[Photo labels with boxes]
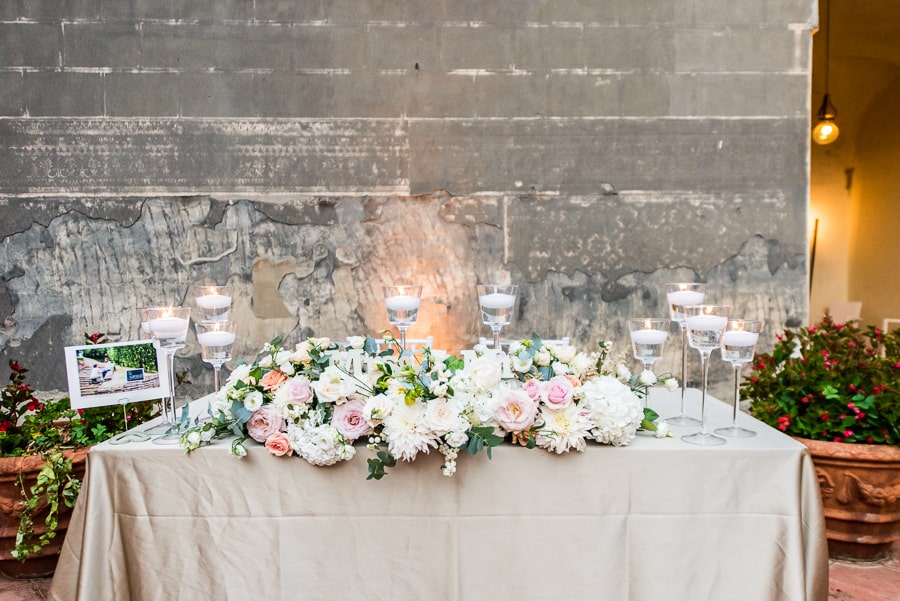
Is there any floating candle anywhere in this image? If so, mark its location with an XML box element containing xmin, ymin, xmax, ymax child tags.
<box><xmin>197</xmin><ymin>330</ymin><xmax>234</xmax><ymax>346</ymax></box>
<box><xmin>384</xmin><ymin>295</ymin><xmax>421</xmax><ymax>311</ymax></box>
<box><xmin>147</xmin><ymin>317</ymin><xmax>188</xmax><ymax>340</ymax></box>
<box><xmin>631</xmin><ymin>330</ymin><xmax>669</xmax><ymax>344</ymax></box>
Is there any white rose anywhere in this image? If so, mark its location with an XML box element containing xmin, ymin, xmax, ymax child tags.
<box><xmin>291</xmin><ymin>340</ymin><xmax>310</xmax><ymax>363</ymax></box>
<box><xmin>225</xmin><ymin>363</ymin><xmax>250</xmax><ymax>388</ymax></box>
<box><xmin>230</xmin><ymin>440</ymin><xmax>247</xmax><ymax>457</ymax></box>
<box><xmin>278</xmin><ymin>361</ymin><xmax>294</xmax><ymax>376</ymax></box>
<box><xmin>466</xmin><ymin>355</ymin><xmax>503</xmax><ymax>390</ymax></box>
<box><xmin>425</xmin><ymin>399</ymin><xmax>459</xmax><ymax>436</ymax></box>
<box><xmin>273</xmin><ymin>351</ymin><xmax>291</xmax><ymax>365</ymax></box>
<box><xmin>655</xmin><ymin>419</ymin><xmax>669</xmax><ymax>438</ymax></box>
<box><xmin>244</xmin><ymin>390</ymin><xmax>264</xmax><ymax>411</ymax></box>
<box><xmin>638</xmin><ymin>369</ymin><xmax>656</xmax><ymax>386</ymax></box>
<box><xmin>472</xmin><ymin>394</ymin><xmax>497</xmax><ymax>426</ymax></box>
<box><xmin>569</xmin><ymin>353</ymin><xmax>596</xmax><ymax>376</ymax></box>
<box><xmin>444</xmin><ymin>430</ymin><xmax>469</xmax><ymax>449</ymax></box>
<box><xmin>512</xmin><ymin>355</ymin><xmax>531</xmax><ymax>374</ymax></box>
<box><xmin>313</xmin><ymin>365</ymin><xmax>356</xmax><ymax>403</ymax></box>
<box><xmin>553</xmin><ymin>344</ymin><xmax>577</xmax><ymax>363</ymax></box>
<box><xmin>550</xmin><ymin>361</ymin><xmax>569</xmax><ymax>376</ymax></box>
<box><xmin>365</xmin><ymin>394</ymin><xmax>394</xmax><ymax>427</ymax></box>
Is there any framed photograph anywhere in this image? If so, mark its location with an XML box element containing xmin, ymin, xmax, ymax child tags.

§ **Given request**
Every record above should come back exactly, but without its pictures.

§ **Written response**
Is there any floating candle anywhere in this image? If so, mark its location with an XML box element containing xmin, ymin, xmax, ymax child tags.
<box><xmin>197</xmin><ymin>330</ymin><xmax>234</xmax><ymax>346</ymax></box>
<box><xmin>384</xmin><ymin>295</ymin><xmax>421</xmax><ymax>311</ymax></box>
<box><xmin>147</xmin><ymin>317</ymin><xmax>188</xmax><ymax>340</ymax></box>
<box><xmin>631</xmin><ymin>330</ymin><xmax>669</xmax><ymax>344</ymax></box>
Is there any white rose anywhere in this image? If so, mark its location with an XML box element containing xmin, ymin, xmax, ymax child tags.
<box><xmin>291</xmin><ymin>340</ymin><xmax>310</xmax><ymax>363</ymax></box>
<box><xmin>225</xmin><ymin>363</ymin><xmax>250</xmax><ymax>388</ymax></box>
<box><xmin>230</xmin><ymin>440</ymin><xmax>247</xmax><ymax>457</ymax></box>
<box><xmin>278</xmin><ymin>361</ymin><xmax>294</xmax><ymax>376</ymax></box>
<box><xmin>466</xmin><ymin>355</ymin><xmax>503</xmax><ymax>390</ymax></box>
<box><xmin>425</xmin><ymin>399</ymin><xmax>459</xmax><ymax>436</ymax></box>
<box><xmin>273</xmin><ymin>351</ymin><xmax>291</xmax><ymax>365</ymax></box>
<box><xmin>655</xmin><ymin>419</ymin><xmax>669</xmax><ymax>438</ymax></box>
<box><xmin>244</xmin><ymin>390</ymin><xmax>264</xmax><ymax>411</ymax></box>
<box><xmin>638</xmin><ymin>369</ymin><xmax>656</xmax><ymax>386</ymax></box>
<box><xmin>472</xmin><ymin>394</ymin><xmax>497</xmax><ymax>426</ymax></box>
<box><xmin>569</xmin><ymin>353</ymin><xmax>596</xmax><ymax>376</ymax></box>
<box><xmin>444</xmin><ymin>430</ymin><xmax>469</xmax><ymax>449</ymax></box>
<box><xmin>512</xmin><ymin>355</ymin><xmax>531</xmax><ymax>374</ymax></box>
<box><xmin>313</xmin><ymin>365</ymin><xmax>356</xmax><ymax>403</ymax></box>
<box><xmin>553</xmin><ymin>344</ymin><xmax>577</xmax><ymax>363</ymax></box>
<box><xmin>550</xmin><ymin>361</ymin><xmax>569</xmax><ymax>376</ymax></box>
<box><xmin>365</xmin><ymin>394</ymin><xmax>394</xmax><ymax>427</ymax></box>
Is there any framed photograph anywhere in this image? If so, mark its location with an XML box element containing xmin, ymin, xmax, ymax child tags.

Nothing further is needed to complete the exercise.